**Stated task:**
Leave out every picture, and return exactly the lines from the line containing "emblem in the photo below." through the end of the records below, both inclusive.

**Material for this task:**
════════

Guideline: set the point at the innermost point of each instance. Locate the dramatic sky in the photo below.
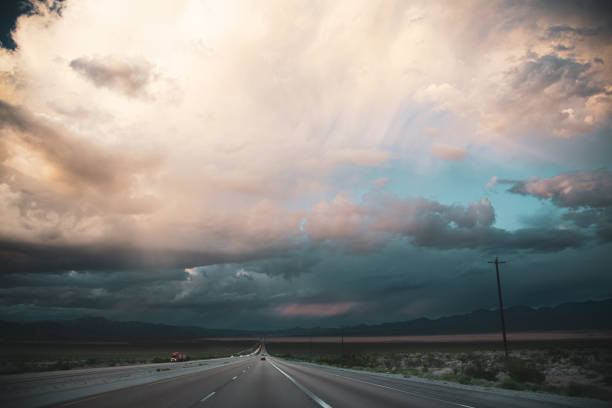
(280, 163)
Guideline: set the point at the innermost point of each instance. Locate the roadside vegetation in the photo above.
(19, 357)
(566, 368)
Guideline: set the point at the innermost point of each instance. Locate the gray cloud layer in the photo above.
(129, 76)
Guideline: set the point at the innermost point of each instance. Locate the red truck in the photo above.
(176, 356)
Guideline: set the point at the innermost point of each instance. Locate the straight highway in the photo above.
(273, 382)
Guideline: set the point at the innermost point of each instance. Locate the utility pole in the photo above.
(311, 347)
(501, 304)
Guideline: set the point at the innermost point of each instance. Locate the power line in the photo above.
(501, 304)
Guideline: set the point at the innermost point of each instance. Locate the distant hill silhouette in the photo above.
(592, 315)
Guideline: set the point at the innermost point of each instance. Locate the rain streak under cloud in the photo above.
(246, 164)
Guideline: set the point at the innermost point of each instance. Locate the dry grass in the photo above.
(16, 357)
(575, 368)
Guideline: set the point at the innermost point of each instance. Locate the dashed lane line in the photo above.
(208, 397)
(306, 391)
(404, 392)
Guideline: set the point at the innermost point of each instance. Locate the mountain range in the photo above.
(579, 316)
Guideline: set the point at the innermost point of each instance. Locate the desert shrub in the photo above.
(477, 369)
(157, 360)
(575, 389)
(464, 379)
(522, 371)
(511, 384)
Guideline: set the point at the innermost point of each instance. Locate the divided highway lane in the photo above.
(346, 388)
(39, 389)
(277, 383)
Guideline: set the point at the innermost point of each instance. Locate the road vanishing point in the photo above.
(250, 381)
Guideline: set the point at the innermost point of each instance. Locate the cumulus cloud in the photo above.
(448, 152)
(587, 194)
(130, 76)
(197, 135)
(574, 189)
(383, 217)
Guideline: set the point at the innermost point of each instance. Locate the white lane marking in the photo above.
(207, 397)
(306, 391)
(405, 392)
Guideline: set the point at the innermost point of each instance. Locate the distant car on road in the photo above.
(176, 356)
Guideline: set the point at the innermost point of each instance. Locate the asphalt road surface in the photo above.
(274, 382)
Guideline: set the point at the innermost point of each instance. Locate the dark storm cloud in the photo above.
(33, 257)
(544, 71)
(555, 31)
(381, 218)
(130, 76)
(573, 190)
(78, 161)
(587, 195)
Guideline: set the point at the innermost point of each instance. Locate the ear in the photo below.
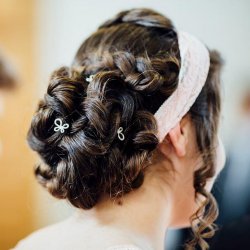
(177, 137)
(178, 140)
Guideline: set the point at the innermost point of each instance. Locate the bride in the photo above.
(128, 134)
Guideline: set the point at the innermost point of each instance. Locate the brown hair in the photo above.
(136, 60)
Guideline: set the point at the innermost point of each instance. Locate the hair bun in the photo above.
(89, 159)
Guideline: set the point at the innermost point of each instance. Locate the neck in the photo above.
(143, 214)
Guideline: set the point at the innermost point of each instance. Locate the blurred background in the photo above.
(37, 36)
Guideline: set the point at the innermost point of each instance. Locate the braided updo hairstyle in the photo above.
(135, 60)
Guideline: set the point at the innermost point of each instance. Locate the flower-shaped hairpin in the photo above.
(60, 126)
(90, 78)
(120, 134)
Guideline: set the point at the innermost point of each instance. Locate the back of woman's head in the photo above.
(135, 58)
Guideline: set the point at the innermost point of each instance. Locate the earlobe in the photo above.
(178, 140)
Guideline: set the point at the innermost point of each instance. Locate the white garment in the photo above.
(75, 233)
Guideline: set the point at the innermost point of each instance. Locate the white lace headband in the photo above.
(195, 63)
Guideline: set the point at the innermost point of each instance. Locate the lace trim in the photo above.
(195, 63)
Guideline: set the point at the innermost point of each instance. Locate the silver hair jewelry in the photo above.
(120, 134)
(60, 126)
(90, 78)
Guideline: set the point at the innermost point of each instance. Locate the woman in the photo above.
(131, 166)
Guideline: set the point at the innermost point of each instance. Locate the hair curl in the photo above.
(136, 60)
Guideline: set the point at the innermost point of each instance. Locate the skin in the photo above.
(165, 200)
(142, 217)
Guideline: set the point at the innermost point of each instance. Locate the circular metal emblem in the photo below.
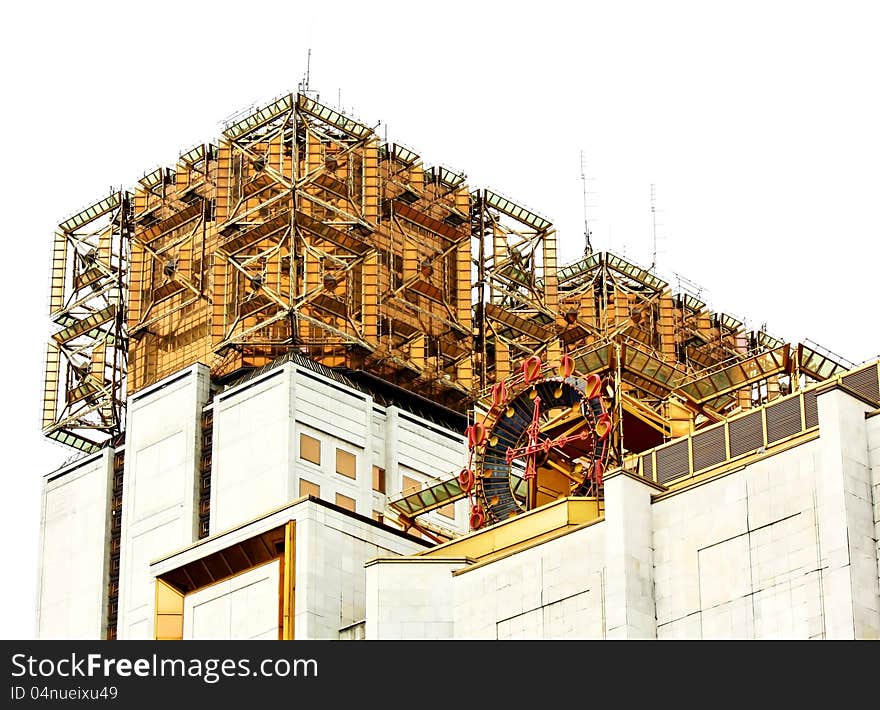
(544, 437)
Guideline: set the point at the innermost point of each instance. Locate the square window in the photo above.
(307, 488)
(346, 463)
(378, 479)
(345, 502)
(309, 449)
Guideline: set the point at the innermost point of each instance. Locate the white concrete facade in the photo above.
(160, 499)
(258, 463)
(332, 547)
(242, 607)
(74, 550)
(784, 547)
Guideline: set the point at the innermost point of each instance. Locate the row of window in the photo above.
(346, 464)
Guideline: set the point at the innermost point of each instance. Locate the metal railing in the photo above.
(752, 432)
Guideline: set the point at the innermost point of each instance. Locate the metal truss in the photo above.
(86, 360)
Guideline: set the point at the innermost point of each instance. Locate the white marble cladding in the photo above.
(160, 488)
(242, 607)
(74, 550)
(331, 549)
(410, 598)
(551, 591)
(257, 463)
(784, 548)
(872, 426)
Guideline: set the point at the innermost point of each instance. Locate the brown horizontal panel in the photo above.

════════

**Complete output:**
Guideline: set the point at the innermost point of each instance. Locate the circular metal emblem in the photo below.
(544, 437)
Guideline: set the point at the innermost point of each instance. Locate the square window in the photo above.
(307, 488)
(346, 463)
(378, 479)
(345, 502)
(309, 449)
Guideline: set the point at the innermost point of each instance. Locate the white concrete facade in the photo above.
(160, 499)
(258, 463)
(332, 547)
(242, 607)
(74, 550)
(784, 547)
Guideline: set the point at the innermost point of each instance. Locate the row of window in the photo above.
(346, 464)
Guideline: set the point at the innermost point of each instance. Locate the metal railing in the photo above.
(752, 432)
Guideline: set the point at the innermost point of each instance. Locate the metal truss in the photo above.
(86, 360)
Guideline: set the point at the innermost point of each instance. Locate the white marble cladding in the photo above.
(160, 488)
(242, 607)
(74, 550)
(331, 549)
(410, 598)
(551, 591)
(257, 463)
(784, 548)
(872, 426)
Guideline: set the point at the innermost point of each instance. Locate the brown horizontal panel in the photo above.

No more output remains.